• **Supplied text**:

His Eddie is loud, physical and instantly memorable. Hendrikz later returns as Dr Scott, giving him the opportunity to display a completely different comic energy. Both roles are played broadly, but never lazily. He understands precisely what kind of production he is in and meets it at full volume.
One of the strongest elements of this production is the commitment of its ensemble. Miguel de Sampaio, Tjaart van der Walt, Cleo Wesley, Alessia Gironi, Taya Pearson, Gabi Knight and Sasha Duffy populate the world with constant energy and distinct personality.
There is no sense of performers simply waiting in the background for their next choreographed moment. Every person on stage appears to have a private motive, a relationship to the action and an opinion about whatever strange behaviour is currently unfolding.
That attention to detail gives the castle life. It also means the audience is constantly rewarded for looking beyond the centre of the stage. Small reactions, glances and bits of physical comedy are happening everywhere.
The choreography by Duane Alexander and Naoline Quinzin channels that energy without allowing the stage to become visually confused. The movement is bold, athletic and playful, fitting the music while preserving the individuality of the characters.
The ensemble does not merely support the leads.
They create the atmosphere that allows the entire production to work.
Let us also address the corset-clad elephant in the room.

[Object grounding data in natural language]
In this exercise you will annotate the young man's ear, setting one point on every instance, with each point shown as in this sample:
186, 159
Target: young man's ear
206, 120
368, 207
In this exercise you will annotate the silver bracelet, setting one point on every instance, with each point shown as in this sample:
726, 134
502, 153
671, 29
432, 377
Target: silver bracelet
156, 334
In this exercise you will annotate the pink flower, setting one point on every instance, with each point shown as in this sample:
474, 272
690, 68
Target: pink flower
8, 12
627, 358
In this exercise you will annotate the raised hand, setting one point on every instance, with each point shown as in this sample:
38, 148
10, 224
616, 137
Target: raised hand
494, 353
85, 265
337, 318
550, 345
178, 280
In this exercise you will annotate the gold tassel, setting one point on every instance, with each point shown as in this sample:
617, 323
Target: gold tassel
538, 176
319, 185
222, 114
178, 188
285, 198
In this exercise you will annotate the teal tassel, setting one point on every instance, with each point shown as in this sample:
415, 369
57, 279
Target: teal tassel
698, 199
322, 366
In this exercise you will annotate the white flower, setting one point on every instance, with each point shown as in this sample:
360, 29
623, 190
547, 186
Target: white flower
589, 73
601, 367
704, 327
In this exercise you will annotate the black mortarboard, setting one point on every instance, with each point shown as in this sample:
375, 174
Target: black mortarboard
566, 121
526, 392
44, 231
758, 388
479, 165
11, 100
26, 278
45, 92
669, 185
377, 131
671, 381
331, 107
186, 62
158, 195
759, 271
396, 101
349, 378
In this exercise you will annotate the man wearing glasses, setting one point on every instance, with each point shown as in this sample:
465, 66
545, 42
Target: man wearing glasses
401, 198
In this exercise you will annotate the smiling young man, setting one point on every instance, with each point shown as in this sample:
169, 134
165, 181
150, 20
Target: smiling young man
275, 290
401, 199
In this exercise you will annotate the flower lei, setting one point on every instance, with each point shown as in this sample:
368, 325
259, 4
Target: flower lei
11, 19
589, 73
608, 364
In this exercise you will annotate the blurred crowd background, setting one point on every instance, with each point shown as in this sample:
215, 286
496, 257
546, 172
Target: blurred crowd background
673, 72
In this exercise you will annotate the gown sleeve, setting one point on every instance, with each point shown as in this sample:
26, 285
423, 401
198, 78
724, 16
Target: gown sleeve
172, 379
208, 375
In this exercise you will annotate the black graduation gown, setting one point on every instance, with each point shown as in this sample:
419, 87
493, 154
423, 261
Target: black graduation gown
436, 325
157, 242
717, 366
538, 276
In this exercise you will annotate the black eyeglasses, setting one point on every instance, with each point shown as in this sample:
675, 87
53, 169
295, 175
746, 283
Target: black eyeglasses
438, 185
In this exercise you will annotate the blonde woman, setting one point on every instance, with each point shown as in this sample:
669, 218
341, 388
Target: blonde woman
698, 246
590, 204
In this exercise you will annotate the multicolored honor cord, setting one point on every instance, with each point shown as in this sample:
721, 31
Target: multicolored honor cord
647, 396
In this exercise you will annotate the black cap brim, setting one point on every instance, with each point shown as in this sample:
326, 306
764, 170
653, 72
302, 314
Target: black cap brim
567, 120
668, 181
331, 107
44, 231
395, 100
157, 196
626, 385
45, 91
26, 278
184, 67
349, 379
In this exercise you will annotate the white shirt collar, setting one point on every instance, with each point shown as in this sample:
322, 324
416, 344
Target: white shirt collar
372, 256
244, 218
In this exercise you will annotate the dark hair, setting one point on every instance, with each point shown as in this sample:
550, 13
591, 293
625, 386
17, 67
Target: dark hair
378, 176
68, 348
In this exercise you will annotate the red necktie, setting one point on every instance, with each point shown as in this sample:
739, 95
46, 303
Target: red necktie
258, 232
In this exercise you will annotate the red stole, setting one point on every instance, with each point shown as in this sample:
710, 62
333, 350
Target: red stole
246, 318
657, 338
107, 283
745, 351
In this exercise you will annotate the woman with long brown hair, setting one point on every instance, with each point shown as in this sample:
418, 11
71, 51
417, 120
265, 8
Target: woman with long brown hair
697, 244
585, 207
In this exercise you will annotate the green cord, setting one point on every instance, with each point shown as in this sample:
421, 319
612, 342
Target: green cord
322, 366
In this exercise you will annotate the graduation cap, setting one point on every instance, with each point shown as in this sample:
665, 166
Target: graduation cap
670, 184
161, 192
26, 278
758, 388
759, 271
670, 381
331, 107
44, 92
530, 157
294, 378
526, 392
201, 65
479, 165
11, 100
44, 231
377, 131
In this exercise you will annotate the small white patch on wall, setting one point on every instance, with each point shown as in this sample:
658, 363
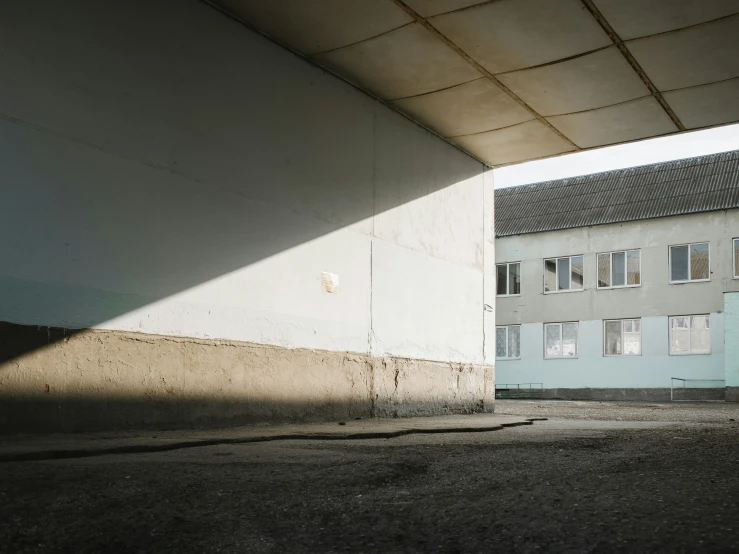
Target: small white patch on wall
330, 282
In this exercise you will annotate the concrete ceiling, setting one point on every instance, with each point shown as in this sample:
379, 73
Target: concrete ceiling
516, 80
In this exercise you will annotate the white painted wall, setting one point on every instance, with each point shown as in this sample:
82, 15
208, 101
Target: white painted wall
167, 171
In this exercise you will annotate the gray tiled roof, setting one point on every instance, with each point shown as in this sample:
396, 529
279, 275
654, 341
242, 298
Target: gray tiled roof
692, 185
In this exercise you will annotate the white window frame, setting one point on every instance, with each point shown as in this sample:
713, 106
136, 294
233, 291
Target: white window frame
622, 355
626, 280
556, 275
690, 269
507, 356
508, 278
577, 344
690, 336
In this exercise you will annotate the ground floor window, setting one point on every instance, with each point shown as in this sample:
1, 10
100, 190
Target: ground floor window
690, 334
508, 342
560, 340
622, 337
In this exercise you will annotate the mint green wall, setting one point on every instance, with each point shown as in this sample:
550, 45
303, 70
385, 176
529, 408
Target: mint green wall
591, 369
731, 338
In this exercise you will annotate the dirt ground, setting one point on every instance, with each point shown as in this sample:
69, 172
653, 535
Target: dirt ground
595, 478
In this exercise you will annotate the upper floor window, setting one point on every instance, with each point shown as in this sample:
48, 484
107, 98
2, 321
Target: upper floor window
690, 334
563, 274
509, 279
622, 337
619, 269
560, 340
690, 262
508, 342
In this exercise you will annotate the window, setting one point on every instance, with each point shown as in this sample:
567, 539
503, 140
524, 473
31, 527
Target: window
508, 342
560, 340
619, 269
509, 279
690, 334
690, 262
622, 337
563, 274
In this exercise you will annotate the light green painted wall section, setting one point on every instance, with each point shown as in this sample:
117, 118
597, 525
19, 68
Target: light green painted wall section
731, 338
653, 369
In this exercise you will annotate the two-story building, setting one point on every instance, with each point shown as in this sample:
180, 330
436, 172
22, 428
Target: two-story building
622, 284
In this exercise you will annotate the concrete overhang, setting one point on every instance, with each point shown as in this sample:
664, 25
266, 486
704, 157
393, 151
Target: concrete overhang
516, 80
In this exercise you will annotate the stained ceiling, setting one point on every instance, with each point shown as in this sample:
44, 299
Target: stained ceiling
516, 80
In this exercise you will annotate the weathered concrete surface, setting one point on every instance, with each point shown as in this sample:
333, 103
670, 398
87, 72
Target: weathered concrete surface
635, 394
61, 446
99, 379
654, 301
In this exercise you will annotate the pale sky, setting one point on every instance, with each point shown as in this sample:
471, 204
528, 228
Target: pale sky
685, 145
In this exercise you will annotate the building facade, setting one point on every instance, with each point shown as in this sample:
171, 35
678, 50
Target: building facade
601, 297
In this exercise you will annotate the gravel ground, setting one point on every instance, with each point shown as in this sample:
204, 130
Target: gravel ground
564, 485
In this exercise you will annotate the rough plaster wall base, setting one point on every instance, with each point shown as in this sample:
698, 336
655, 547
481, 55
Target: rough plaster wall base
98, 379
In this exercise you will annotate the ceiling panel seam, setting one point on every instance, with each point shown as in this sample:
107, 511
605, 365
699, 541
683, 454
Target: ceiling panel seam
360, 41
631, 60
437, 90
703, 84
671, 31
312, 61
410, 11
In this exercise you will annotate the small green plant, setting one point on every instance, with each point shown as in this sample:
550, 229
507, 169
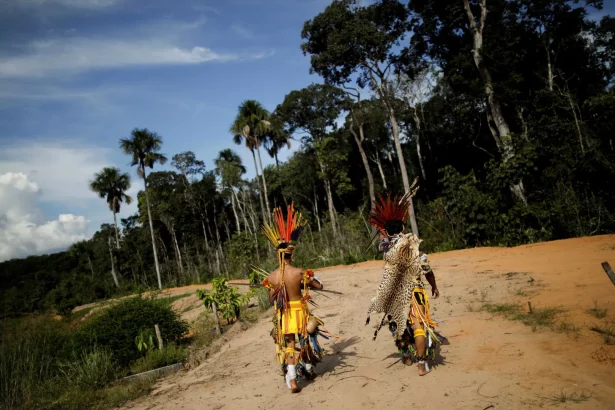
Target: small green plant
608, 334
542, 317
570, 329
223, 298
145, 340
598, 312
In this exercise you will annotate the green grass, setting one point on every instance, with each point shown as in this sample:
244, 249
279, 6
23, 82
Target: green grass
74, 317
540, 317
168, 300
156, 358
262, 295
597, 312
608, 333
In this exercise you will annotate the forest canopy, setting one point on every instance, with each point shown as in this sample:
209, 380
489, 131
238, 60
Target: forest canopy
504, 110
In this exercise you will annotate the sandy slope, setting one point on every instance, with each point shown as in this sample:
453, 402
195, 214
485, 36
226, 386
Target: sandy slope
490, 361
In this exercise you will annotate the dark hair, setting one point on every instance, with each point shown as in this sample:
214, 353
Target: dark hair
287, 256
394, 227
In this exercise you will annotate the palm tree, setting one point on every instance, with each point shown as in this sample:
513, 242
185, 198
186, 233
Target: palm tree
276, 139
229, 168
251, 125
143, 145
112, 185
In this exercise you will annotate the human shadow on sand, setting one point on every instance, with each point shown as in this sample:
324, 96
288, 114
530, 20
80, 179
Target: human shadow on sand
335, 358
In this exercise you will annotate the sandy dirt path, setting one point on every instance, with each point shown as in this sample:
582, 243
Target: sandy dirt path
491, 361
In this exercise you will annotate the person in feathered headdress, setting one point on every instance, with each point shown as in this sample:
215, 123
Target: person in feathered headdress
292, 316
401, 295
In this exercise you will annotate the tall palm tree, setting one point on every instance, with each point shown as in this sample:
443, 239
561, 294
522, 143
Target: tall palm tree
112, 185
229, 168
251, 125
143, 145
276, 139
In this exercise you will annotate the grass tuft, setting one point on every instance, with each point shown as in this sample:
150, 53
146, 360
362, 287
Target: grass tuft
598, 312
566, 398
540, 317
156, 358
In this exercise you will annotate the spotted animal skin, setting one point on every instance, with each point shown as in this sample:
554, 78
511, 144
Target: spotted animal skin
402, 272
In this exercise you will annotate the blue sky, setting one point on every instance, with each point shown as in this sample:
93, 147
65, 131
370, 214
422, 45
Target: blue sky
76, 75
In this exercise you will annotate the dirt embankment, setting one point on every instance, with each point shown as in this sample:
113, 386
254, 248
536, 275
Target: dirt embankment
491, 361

--

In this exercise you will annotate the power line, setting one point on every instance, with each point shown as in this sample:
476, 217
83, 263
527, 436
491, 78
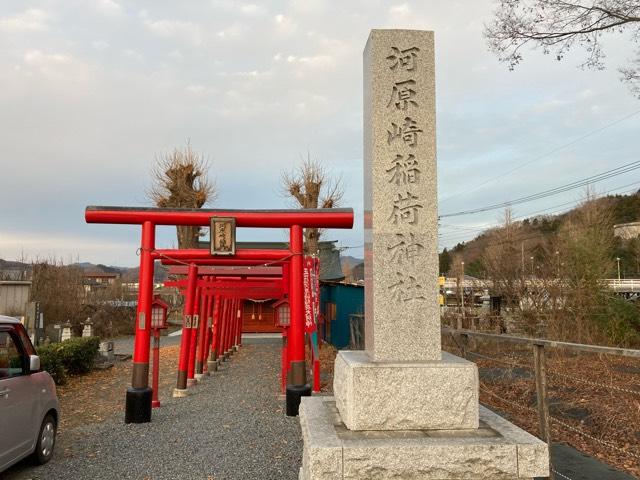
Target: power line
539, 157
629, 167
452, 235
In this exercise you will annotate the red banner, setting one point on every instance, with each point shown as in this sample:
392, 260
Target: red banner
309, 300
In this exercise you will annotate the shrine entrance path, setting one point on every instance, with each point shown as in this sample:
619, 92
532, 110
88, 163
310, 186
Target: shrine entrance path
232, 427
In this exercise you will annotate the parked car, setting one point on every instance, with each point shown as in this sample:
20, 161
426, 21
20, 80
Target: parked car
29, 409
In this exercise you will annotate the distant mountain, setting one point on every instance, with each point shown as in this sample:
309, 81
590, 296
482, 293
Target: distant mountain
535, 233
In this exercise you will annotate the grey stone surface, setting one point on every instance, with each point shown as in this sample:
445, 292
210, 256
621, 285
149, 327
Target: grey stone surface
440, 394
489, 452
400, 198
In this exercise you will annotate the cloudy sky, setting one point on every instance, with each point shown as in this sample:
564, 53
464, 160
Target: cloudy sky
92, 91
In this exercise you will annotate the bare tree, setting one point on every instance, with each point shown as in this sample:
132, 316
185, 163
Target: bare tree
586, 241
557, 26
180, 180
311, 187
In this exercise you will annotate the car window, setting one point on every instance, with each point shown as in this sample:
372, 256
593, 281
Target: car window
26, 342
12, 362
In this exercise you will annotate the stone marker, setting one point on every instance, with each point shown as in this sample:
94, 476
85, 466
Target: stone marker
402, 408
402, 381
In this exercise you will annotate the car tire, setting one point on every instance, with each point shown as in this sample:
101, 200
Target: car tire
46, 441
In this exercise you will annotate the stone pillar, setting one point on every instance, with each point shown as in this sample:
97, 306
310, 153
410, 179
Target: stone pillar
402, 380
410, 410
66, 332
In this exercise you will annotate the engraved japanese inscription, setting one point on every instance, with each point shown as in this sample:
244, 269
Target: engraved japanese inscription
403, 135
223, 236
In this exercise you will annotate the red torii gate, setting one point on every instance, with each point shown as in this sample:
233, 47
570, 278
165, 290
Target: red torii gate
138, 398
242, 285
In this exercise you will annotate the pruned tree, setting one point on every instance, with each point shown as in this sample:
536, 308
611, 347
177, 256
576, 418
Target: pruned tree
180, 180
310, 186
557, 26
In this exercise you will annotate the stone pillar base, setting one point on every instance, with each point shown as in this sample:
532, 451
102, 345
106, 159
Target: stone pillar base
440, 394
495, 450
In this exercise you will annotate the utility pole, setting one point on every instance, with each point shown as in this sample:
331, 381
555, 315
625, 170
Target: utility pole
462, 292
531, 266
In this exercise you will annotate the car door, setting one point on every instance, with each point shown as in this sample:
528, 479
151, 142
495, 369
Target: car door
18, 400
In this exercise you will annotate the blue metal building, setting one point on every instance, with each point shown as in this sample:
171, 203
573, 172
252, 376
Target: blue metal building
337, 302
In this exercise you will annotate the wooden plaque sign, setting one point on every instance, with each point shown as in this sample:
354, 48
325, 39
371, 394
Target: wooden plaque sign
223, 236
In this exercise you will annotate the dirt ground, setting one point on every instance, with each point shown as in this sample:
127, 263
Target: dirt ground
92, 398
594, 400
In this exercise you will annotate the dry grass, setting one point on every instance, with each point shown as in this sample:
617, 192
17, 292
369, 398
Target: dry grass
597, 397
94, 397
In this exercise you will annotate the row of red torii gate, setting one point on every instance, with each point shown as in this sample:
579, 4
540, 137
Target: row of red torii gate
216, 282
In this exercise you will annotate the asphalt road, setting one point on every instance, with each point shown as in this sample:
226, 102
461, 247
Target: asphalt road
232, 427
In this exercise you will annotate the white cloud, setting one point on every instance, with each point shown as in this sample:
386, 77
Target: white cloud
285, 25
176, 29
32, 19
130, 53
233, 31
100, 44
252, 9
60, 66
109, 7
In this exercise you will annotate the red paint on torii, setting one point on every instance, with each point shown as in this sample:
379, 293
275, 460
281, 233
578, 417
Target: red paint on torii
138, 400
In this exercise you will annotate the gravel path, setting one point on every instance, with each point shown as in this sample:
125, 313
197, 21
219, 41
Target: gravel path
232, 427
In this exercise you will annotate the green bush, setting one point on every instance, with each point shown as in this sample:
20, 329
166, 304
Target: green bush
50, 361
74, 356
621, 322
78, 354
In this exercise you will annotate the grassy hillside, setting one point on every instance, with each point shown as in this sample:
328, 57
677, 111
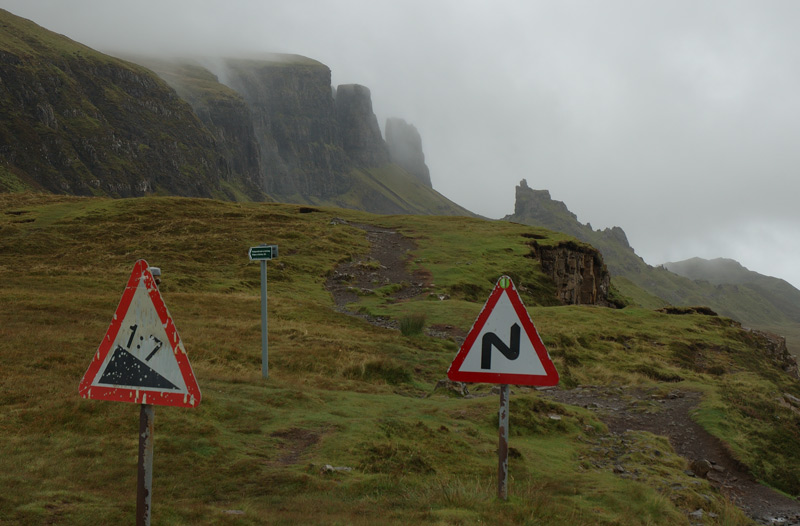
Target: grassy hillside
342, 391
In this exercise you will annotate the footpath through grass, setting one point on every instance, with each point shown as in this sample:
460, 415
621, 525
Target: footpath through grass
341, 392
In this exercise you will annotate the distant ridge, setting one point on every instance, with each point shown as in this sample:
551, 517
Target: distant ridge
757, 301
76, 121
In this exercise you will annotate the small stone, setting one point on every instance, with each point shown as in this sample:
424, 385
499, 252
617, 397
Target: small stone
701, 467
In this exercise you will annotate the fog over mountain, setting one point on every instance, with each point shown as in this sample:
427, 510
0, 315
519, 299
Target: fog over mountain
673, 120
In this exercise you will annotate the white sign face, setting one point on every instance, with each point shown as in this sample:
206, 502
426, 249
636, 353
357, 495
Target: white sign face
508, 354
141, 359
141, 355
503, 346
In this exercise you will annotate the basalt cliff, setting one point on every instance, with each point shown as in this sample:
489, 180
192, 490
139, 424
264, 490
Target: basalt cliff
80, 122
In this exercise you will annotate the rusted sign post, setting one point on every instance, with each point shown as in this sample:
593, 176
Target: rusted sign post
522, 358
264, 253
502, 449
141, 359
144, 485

• **Action item**: Pick up the theater review after its last sentence and keep writing it. The rows have nothing to do with this.

• **Answer space**:
The Rocky Horror Show contains sexual themes, adult humour and enough innuendo to make an innocent sentence feel as though it should close the curtains first.
Much of it is hilarious.
The production gleefully plays with desire, repression, temptation and sexual freedom. There are suggestive movements, provocative costumes, double meanings and moments when the subtext stops being subtext and starts introducing itself to the audience.
The humour is knowingly outrageous rather than cruel. It celebrates excess, experimentation and the joy of refusing to behave according to somebody else’s rules.
However, this is definitely not a show for little ones.
Parents should not be misled by the fact that it is a colourful musical with catchy songs. This is not family entertainment unless your family discussions are considerably more advanced than most.
Older teenagers may be comfortable with the material depending on their maturity, but younger children are likely to encounter several concepts their parents were not planning to explain in the Montecasino parking area.
The innuendo is part of the fun, and this production delivers it with perfect comic confidence.
Just arrange the babysitter.
A production of The Rocky Horror Show also depends partly on the people sitting in the seats. This is not a musical where the audience remains silent, applauds politely and waits for interval to discuss the parking validation.
People arrive ready to participate.
They dress up. They call back. They sing along. They laugh loudly and sometimes respond to the Narrator with the confidence of people who have been waiting all week to shout in a respectable theatre.
On opening night, the atmosphere was electric.
The audience understood the assignment.
There is something wonderfully communal about hearing an entire theatre react to familiar lines and musical cues. Long-time fans know what is coming, while newcomers quickly realise that ordinary theatre etiquette has been loosened slightly.
The Rocky Horror Show is live theatre at its most communal, eccentric and joyfully unapologetic.
By the end, the audience is on its feet, the castle has surrendered to chaos and personal dignity has become a distant memory.
Exactly as it should be.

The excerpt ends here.